*PROBLEM*. Quote the entries in full, character for character, without their images.

[Source records]
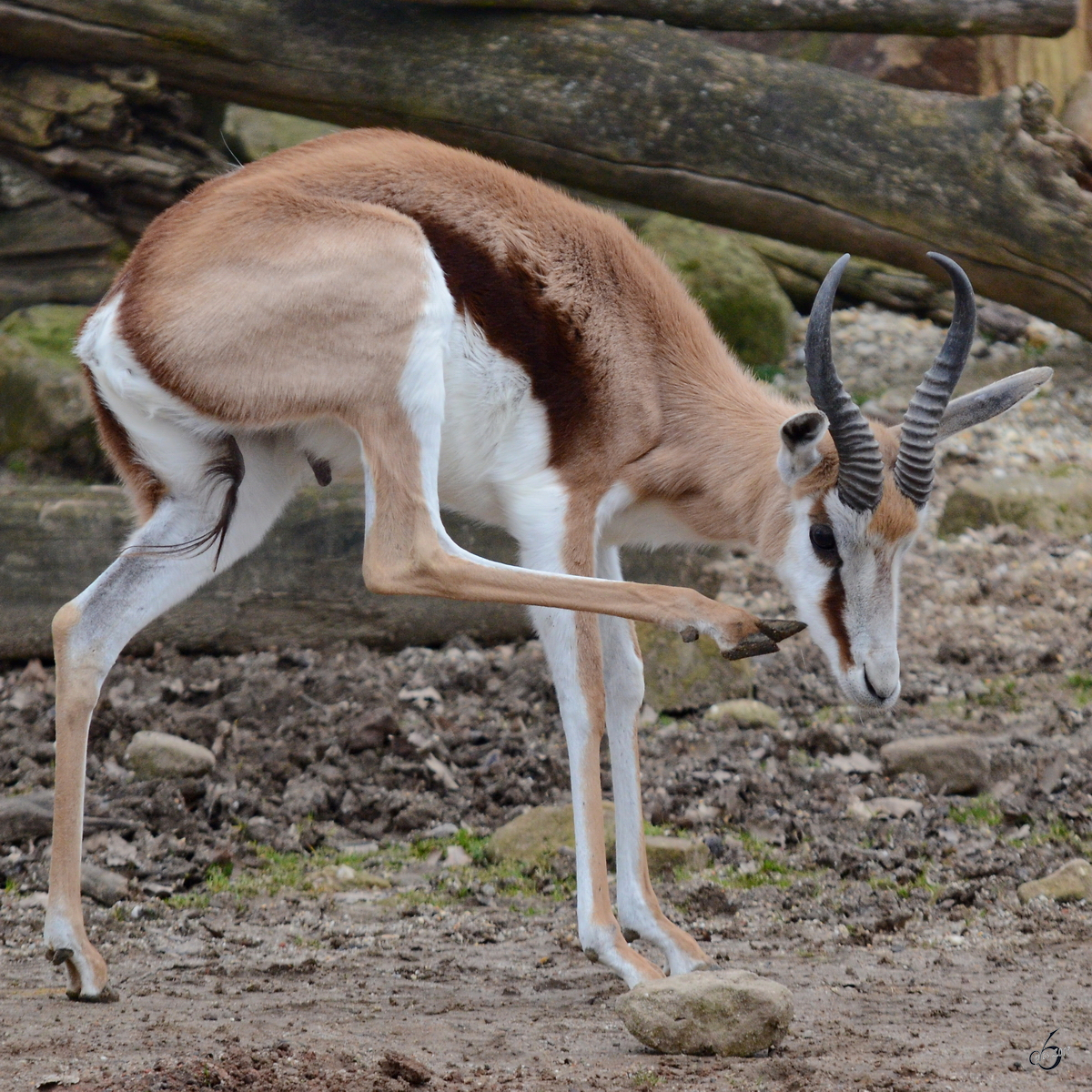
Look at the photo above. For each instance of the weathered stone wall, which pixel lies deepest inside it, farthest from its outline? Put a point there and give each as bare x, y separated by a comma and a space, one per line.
303, 585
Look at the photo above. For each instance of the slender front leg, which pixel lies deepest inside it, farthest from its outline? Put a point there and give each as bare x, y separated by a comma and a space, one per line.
572, 649
623, 678
557, 540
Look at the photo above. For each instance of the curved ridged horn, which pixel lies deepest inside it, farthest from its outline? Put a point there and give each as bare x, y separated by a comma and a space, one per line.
860, 465
913, 469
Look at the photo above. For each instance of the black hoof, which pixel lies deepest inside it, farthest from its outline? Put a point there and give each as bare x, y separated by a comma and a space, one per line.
756, 644
779, 629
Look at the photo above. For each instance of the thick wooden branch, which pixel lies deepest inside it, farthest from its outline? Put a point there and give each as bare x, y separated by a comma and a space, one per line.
1044, 19
659, 116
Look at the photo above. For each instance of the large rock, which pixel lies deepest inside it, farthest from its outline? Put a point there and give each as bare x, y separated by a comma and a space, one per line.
741, 296
254, 134
543, 831
1058, 505
161, 754
1068, 884
950, 763
666, 854
724, 1013
683, 675
303, 585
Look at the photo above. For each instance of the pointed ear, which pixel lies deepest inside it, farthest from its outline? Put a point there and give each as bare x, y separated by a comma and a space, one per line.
800, 440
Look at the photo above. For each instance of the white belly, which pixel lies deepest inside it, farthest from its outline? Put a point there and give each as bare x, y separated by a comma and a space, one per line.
496, 437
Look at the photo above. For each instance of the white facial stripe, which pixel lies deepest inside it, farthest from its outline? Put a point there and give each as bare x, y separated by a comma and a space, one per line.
867, 606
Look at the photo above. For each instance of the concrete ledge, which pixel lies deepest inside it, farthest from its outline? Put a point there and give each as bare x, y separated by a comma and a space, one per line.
303, 585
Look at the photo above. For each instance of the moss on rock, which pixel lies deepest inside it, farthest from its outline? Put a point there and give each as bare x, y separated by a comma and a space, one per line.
742, 298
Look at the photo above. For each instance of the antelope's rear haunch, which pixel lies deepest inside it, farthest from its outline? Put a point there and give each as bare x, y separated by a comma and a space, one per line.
481, 343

*RESPONSE*.
Look at the photo above. For each instance of the weathered stone wall, which pixel lies deepest inside it, farthest from its outline? Put a point there and give each as bare x, y separated by a comma and a space, one per line.
303, 585
Look at the photo above. For each instance of the slender front leg, which pixel lies deepest inside it, farthest from its outline? Put a point there and give each as bare x, y separated by a comma and a space, one per line.
572, 649
623, 678
557, 540
Look at the photo above. For each instance of the curved ridged horn, which pixel lies deepest inside it, farthest from its outline? Put a point there and give each as bare x, y separated by a comma and a space, one per line.
860, 465
913, 469
Look at the photo above. For each instance of the black hoof, which pixel lies deepest inside it, farthest from its outline? Put a point there and give each as bare x, y separated by a comma and a space, one per line.
756, 644
779, 629
Look at the photo above. For each instance of the thick wooden branch, which pixel lies deepest inside it, farthest from its outline? Put a point there and give each as bare x, y separated by a comma and a space, one per line.
1044, 19
659, 116
Look at the photo above. For each instance of the large rock, which pixel lies deepest inside it, farthest from its outline? Put a point there and give each as bare x, y separated by a comma and a space, one per line.
741, 296
254, 134
543, 831
1058, 505
161, 754
1068, 884
950, 763
666, 854
724, 1013
683, 675
303, 585
Look at the photo above. For each instance of the pointed ear, which pixel lies deepest inside it, farthest from its outline? Put a point there and give each as bare x, y separated by a comma and a space, one per line.
800, 440
Look at the photo above. For each instance of the white belly, which pixel lies deepest inside it, farthest from its outline? Put a point there and give each as bare x, y separated by a comma and a space, one per line.
496, 437
Look at the photo above. For each instance of the white facial stripe, which pixel lies deepest inside it, farthest from its outline? Put a point there and give each as bare x, y separated by a comma and a space, one per line.
867, 606
Look at the photo above. For each instance of the concrete ledge, which pixel lies deepest inside it, farthest from its outline? Put a point there and give each as bare x, y separated by a comma and a space, one per line.
303, 585
Look at the photo above. For each instance of the moss on rock, which pixel lies deepest inside it, farthest from its outline? Put a point there and give each as bare x, y separated by a comma and a space, one per line.
742, 298
Look at the photo above. For each instance of the antelope's rear haunch, which pixel lies deepest inside it, farthest from its outline? Put a point there and give each as bare x, y separated by a comma and a space, one per line.
481, 343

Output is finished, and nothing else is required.